== Text section

7 USEFUL TIPS TO A HAPPY ARRANGED MARRIAGE

Arranged Marriage
Ever wonder whether one can be happy in an arranged marriage? Yes, you can be. I will share 7 useful tips to a happy arranged marriage.

 

It’s said that “Bhagwan jodiyaan upar se banake bhejte hain”. If that’s true,  then He must have been in a humorous mood when He paired hubby and me together. You see, ours is an arranged marriage. 

During our engagement period, we met mainly on weekends. And we both were on our best behaviors,  so there were fewer arguments. It is after marriage when you live 24/7 with a person do you really get to know them. 

Opposites Attract

We were the perfect examples of opposites.  He is a morning person and I am a night person.  He loves summers and I enjoy winters. I prefer going out on weekends,  he wants to stay home. I wanted a romantic life partner and yes you guessed it, he is the most unromantic human on earth! We agreed on very few things.

Being poles apart by our thoughts and likes & dislikes led to us fighting like cats & dogs.  I started doubting whether our marriage would even last 5 yrs. He probably thought the same, too. Luckily, my boss’s wife visited our office one day. We got to talking about marriage and how much she & my boss were compatible. At the time, they had been married for 7 years.

====
== Raw data

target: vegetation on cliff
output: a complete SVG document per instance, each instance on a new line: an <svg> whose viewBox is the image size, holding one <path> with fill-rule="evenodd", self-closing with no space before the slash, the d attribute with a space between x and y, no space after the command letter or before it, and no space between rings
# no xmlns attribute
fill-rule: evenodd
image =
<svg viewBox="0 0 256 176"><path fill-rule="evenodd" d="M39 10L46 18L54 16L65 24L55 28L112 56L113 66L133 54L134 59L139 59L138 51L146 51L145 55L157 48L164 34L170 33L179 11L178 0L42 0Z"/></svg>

====

Exercise instructions:
a - In the arranged marriage post, how long had the boss and his wife been married when she visited the office?
b - Extend the arranged marriage post, picking up right after its final sentence.

Responses to the exercise:
a - 7 years

b -
Advice Pays Off

She told me something that has really helped me. And that is in every marriage, the first 3 years are spent getting to know each other. It is rocky in the beginning as both are from different lifestyles,  different thought processes, and different ways of living. Yes, there will be lots of fights and arguments. You have to give it time. 

I am so glad I listened to her. I have been happily married for more than 20 years now. And even though we are still poles apart,  we have learned to respect each other’s individuality. I am so glad I didn’t give up so easily because he is the best life partner a woman can wish for. He motivates and pushes me to fulfill my dreams. He is my best friend and I know he’s got my back always. Even when I was going through emotional turmoil during my infertility treatment (read PCOS To Pregnancy), he encouraged me to be positive and strong. 

Here are 7 useful tips to a happy arranged marriage that really worked for me.

Acceptance of each other 

Accept the fact that you and your spouse are different individuals with different likes & dislikes. Accept each other as you are. Neither of you needs to change your preferences for the other. If you do,  you may end up resenting each other in the future. Of course, in many instances, it’s good to adjust a little and meet each other midway.

Hubby and my fights became less and less as we started accepting each other as we were. In fact,  we started teasing each other about it. Believe me,  this did not happen overnight.  It took more than those first 3 years that my boss’s wife spoke about. 

Listen to each other 

And I mean really listen. When one is talking, the other should only listen and not try to add their thoughts too. Don’t negate their words or feelings.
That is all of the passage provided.